Segment Start: Data for this task
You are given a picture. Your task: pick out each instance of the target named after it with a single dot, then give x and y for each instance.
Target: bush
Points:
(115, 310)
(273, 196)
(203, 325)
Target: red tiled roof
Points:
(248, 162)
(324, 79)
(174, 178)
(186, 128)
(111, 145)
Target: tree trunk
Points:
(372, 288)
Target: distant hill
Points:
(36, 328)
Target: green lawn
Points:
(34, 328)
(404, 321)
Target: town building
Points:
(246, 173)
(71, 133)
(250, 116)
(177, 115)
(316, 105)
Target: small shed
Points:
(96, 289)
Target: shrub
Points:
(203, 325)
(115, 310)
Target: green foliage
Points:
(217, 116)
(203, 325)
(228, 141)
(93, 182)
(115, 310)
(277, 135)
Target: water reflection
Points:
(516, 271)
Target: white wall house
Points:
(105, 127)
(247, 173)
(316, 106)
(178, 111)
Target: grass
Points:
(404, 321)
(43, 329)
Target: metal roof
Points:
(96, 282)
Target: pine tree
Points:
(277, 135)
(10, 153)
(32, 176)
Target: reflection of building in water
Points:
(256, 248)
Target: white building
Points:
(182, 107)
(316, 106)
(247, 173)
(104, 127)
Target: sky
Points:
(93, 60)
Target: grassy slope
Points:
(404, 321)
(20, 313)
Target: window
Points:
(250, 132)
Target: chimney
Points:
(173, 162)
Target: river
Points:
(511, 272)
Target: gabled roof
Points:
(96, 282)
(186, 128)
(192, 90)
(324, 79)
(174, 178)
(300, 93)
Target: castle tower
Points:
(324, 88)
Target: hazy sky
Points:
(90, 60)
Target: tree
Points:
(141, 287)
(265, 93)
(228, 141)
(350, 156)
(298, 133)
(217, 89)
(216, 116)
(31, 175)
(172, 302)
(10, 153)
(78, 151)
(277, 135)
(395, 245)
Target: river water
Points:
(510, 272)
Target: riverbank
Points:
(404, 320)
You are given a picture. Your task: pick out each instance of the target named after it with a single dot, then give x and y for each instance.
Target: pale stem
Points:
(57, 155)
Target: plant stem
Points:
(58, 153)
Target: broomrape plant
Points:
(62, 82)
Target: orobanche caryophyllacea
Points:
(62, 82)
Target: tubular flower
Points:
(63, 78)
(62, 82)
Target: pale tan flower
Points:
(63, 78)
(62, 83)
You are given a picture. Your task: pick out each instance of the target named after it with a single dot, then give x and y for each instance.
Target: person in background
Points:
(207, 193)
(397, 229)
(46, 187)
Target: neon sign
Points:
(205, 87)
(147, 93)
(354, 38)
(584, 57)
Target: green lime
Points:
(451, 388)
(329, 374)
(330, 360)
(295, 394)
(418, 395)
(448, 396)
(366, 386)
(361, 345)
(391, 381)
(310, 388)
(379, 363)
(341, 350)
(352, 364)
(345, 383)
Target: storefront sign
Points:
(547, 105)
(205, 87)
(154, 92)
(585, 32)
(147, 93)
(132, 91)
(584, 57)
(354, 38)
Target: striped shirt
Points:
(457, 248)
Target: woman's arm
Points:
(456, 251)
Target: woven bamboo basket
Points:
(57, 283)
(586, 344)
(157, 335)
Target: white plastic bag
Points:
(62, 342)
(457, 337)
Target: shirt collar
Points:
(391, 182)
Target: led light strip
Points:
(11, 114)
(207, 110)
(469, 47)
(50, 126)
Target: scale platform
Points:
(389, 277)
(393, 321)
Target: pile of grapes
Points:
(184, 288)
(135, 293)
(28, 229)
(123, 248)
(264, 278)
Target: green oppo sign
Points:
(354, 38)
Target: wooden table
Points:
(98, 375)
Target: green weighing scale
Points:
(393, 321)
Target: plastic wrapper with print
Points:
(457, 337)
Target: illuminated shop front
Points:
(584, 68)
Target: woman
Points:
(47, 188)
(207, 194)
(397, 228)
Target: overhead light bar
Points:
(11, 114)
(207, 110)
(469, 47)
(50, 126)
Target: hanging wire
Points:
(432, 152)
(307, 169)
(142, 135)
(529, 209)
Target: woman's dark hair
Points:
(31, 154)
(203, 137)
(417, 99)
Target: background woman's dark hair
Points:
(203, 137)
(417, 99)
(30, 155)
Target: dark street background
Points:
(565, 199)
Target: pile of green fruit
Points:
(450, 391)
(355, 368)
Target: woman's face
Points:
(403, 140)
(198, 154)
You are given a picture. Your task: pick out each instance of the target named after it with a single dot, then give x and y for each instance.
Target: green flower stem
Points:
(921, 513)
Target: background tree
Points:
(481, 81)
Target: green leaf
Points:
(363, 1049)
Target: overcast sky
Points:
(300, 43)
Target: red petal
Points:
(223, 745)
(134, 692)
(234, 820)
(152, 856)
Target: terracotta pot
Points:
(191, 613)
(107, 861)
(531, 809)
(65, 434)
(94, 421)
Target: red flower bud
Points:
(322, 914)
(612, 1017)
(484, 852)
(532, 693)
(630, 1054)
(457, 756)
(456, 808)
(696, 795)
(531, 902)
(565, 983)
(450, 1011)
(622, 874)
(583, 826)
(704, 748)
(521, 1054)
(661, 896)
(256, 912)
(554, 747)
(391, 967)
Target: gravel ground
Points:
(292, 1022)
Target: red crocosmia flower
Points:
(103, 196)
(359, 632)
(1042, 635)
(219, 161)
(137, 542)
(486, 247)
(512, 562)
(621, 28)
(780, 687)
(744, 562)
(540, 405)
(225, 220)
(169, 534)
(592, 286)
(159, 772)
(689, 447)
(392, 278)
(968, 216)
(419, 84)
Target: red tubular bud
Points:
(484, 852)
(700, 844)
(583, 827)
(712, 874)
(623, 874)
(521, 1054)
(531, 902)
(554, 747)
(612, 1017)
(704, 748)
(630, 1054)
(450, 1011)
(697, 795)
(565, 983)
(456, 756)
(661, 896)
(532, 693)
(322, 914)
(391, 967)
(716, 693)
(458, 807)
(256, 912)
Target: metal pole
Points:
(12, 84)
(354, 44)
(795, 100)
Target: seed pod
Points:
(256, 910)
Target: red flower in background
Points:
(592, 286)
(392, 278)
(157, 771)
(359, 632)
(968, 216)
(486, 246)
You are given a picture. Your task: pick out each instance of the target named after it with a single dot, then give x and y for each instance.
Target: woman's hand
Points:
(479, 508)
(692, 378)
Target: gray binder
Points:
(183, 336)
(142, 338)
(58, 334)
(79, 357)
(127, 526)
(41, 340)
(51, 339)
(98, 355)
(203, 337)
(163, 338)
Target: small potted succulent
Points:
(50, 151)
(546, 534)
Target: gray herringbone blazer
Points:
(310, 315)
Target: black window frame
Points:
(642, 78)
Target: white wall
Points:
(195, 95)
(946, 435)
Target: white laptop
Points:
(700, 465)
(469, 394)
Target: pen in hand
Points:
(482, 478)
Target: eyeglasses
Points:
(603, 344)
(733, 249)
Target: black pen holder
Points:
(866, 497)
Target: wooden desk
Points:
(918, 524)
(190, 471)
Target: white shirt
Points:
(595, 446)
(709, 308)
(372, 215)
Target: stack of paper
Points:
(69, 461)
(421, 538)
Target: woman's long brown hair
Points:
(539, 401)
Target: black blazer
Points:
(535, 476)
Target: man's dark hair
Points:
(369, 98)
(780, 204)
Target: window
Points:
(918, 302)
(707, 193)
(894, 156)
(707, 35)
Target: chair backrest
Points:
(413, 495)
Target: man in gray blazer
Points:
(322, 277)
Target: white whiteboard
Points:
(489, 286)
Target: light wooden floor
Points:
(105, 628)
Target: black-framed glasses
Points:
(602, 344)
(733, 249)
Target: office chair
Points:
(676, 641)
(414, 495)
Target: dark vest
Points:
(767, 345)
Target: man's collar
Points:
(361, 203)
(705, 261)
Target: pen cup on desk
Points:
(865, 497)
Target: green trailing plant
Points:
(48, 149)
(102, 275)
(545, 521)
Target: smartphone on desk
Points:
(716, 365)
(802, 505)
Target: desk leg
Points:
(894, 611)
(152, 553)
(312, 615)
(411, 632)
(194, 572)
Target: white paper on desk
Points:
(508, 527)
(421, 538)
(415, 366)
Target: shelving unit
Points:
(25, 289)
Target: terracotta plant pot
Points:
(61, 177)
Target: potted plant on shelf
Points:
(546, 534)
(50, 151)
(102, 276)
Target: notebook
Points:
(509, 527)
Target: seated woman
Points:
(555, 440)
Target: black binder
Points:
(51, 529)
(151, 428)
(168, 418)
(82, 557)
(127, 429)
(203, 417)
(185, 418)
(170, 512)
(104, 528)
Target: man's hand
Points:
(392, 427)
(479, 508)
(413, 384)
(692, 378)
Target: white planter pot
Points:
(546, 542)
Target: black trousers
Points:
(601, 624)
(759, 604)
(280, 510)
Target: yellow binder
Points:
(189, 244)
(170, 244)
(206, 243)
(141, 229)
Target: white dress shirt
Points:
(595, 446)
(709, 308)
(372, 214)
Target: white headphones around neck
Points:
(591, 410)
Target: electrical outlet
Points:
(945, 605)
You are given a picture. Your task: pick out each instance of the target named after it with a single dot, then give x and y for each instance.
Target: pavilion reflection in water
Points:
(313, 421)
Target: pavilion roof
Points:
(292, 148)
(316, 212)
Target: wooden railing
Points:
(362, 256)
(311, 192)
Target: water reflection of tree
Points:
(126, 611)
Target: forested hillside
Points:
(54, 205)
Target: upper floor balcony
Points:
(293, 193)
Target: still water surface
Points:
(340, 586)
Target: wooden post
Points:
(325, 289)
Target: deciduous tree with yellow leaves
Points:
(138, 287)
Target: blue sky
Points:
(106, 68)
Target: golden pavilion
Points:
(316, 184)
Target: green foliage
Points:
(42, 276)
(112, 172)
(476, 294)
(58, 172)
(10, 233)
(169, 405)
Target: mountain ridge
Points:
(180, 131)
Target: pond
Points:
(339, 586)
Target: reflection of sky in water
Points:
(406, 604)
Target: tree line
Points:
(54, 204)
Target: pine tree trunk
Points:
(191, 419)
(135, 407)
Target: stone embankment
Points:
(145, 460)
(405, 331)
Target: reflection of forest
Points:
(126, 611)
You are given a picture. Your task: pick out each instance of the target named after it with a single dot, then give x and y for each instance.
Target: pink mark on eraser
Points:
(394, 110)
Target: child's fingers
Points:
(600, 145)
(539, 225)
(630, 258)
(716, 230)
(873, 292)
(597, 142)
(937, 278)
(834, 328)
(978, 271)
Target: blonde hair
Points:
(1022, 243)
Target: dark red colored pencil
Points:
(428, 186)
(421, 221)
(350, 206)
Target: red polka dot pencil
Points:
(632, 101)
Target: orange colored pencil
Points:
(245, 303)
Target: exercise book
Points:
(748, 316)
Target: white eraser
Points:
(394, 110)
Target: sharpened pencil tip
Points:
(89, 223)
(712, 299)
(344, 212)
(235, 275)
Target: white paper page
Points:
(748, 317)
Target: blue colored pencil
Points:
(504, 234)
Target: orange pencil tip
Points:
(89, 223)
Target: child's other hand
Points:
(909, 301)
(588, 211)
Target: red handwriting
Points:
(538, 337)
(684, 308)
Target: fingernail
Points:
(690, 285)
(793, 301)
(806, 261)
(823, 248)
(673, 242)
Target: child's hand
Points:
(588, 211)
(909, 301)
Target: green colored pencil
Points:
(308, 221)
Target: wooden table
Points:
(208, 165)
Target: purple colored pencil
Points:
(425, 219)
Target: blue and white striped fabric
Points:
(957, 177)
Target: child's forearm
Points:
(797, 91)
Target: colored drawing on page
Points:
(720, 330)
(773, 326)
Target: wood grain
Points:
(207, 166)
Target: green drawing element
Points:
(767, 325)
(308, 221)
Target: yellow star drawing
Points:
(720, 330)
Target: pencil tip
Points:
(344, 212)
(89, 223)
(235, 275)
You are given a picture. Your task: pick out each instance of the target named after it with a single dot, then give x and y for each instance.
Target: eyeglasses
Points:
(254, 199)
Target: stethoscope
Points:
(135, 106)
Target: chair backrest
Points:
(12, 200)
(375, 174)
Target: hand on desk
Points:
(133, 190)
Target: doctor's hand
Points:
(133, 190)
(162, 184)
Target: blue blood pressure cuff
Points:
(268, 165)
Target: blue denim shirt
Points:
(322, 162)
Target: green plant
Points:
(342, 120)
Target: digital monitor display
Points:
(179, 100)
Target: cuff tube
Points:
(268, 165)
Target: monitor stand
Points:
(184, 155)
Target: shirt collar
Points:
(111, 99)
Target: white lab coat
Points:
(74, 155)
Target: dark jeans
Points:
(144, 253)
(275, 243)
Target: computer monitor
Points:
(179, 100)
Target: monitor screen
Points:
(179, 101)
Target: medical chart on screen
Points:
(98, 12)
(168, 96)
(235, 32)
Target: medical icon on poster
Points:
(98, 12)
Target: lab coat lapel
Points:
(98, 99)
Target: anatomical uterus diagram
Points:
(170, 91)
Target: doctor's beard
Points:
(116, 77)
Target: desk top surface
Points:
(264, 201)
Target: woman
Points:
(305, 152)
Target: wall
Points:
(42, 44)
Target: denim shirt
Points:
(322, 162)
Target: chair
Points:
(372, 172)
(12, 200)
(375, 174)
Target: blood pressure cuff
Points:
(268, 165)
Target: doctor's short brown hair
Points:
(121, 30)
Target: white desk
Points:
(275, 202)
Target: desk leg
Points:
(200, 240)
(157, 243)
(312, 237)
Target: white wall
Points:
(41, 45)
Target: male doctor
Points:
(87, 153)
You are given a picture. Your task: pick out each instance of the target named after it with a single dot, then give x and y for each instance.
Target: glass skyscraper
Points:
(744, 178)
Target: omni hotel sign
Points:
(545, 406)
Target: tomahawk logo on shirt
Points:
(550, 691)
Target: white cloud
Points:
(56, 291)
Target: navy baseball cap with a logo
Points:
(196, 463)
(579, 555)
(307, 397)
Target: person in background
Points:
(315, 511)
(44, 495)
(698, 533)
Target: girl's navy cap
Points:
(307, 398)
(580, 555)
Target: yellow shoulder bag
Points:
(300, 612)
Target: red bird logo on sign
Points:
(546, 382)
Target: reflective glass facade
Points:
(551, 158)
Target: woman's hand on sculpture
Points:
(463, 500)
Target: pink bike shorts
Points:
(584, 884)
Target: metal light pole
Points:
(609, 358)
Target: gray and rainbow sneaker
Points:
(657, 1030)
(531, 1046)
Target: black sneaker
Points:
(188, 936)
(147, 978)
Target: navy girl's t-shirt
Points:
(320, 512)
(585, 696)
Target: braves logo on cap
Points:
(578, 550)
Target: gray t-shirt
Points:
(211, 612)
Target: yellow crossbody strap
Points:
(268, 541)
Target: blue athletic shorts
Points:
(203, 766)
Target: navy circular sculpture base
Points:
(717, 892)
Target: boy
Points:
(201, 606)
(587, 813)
Segment End: Data for this task
### Problem details
Tally the lines of the records holding the word "eraser", then give only the resulting number.

### Output of the exercise
2